Write out the records below again, substituting "polythene bag" for every occurrence of "plastic bag" and leaving everything else as it is.

### Dataset extract
******

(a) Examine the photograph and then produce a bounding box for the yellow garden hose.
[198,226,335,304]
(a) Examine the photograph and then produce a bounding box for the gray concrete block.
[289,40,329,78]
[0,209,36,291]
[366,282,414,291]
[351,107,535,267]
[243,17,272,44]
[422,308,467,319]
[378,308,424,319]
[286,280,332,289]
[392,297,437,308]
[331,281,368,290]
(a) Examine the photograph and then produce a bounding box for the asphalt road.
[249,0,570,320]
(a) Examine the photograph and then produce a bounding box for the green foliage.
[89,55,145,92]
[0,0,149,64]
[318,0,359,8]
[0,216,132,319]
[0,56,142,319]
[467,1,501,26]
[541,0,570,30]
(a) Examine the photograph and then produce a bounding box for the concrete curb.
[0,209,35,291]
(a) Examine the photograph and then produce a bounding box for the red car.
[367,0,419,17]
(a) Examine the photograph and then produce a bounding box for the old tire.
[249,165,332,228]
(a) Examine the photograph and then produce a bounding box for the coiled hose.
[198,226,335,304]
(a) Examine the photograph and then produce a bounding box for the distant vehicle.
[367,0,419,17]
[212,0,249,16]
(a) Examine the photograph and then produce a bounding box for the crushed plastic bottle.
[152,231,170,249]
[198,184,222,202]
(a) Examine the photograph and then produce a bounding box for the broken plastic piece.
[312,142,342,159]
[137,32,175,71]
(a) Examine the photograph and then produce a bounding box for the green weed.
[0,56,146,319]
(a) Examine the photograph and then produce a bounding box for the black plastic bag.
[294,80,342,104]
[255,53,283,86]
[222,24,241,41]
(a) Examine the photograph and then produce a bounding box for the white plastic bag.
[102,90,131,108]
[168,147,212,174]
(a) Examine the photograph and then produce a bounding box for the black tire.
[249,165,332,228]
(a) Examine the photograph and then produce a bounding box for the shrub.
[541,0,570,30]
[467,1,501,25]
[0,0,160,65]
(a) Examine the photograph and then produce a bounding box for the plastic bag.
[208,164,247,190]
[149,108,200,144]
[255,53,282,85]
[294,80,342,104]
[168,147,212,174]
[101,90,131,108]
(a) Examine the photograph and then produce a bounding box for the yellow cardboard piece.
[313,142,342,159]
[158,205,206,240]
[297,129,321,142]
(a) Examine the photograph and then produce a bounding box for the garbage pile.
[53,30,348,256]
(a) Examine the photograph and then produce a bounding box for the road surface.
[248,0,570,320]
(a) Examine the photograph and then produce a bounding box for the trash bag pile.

******

### Output of the exercise
(a) Examine the photograph and then produce a bounding box for the yellow garden hose.
[198,226,335,304]
(a) Examine the photograph and then produce a bounding box for the gray concrete block.
[289,40,329,78]
[0,209,36,291]
[366,282,414,291]
[351,107,535,267]
[243,17,272,44]
[422,308,467,319]
[378,308,424,319]
[286,280,332,289]
[392,297,437,308]
[331,281,368,290]
(a) Examine the photograph and then produce a bounding box for the asphalt road.
[249,0,570,320]
(a) Examine the photograph and then produce a bounding box for the green foliage.
[89,55,145,92]
[0,0,149,64]
[318,0,359,8]
[0,216,132,319]
[0,56,142,319]
[467,1,501,26]
[541,0,570,30]
(a) Examine the photograph and then produce a bounding box for the concrete curb.
[0,209,35,291]
(a) Examine the photograph and then produce a bounding box for the red car.
[367,0,419,17]
(a) Examine the photograph and then produce a bounding box for the old tire.
[249,165,332,228]
(a) Examine the photograph and then produce a bounding box for the coiled hose.
[198,226,335,304]
(a) Examine the photograph and then produce a bounding box for the distant vehicle.
[367,0,419,17]
[212,0,249,16]
(a) Examine the photograph and then produce a bounding box for the crushed plastic bottle.
[152,231,170,249]
[198,184,222,202]
(a) Examine the photograph and then produce a bounding box for the broken plastic piece.
[312,142,342,159]
[137,32,175,71]
(a) Examine the photograph and then produce a bounding box for the green weed.
[0,56,146,319]
(a) Examine the photograph and then produce a bounding box for the black polythene bag.
[294,80,342,104]
[255,53,283,86]
[222,24,241,41]
(a) Examine the photograph and then produce a bounding box for the white polythene bag.
[102,90,131,108]
[168,147,212,174]
(a) Examine the photograph and then produce a bounding box for the black tire.
[249,165,332,228]
(a) Examine the photograph and then produce a bounding box for the shrub.
[541,0,570,30]
[467,1,501,25]
[0,0,160,65]
(a) Examine the photograph and then produce a bounding box for the polythene bag.
[208,164,247,190]
[149,108,200,144]
[255,53,282,85]
[294,80,342,104]
[168,147,212,174]
[101,90,131,108]
(a) Examine the photograph and then produce a bounding box for the yellow cardboard piece.
[313,142,342,159]
[158,205,206,240]
[297,129,321,142]
(a) Examine the photograph and then produce a bounding box for the garbage pile.
[53,30,348,256]
(a) Examine the photograph and then produce a bounding box for the road surface.
[248,0,570,320]
(a) Examine the photograph and then produce a bounding box for the trash bag pile.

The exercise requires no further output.